Respondent has abstained from alcohol and cocaine since October 27, 1992, when he voluntarily entered a hospital for treatment in a two-week substance abuse program. Since then, he has remained under the care of a psychiatrist, regularly attended Alcoholics Anonymous meetings, and participated in an on-going out-patient counseling program. Respondent admits that he relapsed after treatment prior to his hospitalization in 1992; however, the Clinical Director of the Ohio Lawyers' Assistance Program ("OLAP"), which respondent joined in the fall of 1993, testified that respondent's tests for alcohol and drug use have been negative. Respondent entered a two-year contract with OLAP, effective January 31, 1994, that requires him to abstain from all mood-altering substances, attend counseling meetings as directed, submit to random testing, cooperate with any attorney monitor, facilitate contact with his physician, and report monthly on his progress.
Respondent's prognosis for continuing recovery is encouraging, according to medical and other witnesses to his treatment, and he has resumed his practice of law with success.
The panel recommended that respondent be suspended from the practice of law for a period of six months, but that his suspension be stayed during a two-year probation period to begin on July 18, 1994. As a condition of probation, the panel recommended that respondent be required (1) to comply with the terms of his contract with OLAP, as well as with any other acts OLAP requires, and (2) to renew the present contract for an additional two years after its expiration in 1996. The board adopted the panel's findings of misconduct and recommendation with the modification that respondent's probation begin on the date of a final decision in this case.

* [STORED DATA]
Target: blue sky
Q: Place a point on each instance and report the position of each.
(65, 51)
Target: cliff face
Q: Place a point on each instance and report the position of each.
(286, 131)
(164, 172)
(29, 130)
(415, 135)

* [REQUIREMENT A] Transcribe the stretch of the attorney discipline passage from "Respondent's prognosis for" through "in this case.".
* [REQUIREMENT B] In the attorney discipline passage, on what date did the respondent's two-year contract with OLAP become effective?

* [RESPONSE AREA A]
Respondent's prognosis for continuing recovery is encouraging, according to medical and other witnesses to his treatment, and he has resumed his practice of law with success.
The panel recommended that respondent be suspended from the practice of law for a period of six months, but that his suspension be stayed during a two-year probation period to begin on July 18, 1994. As a condition of probation, the panel recommended that respondent be required (1) to comply with the terms of his contract with OLAP, as well as with any other acts OLAP requires, and (2) to renew the present contract for an additional two years after its expiration in 1996. The board adopted the panel's findings of misconduct and recommendation with the modification that respondent's probation begin on the date of a final decision in this case.

* [RESPONSE AREA B] January 31, 1994.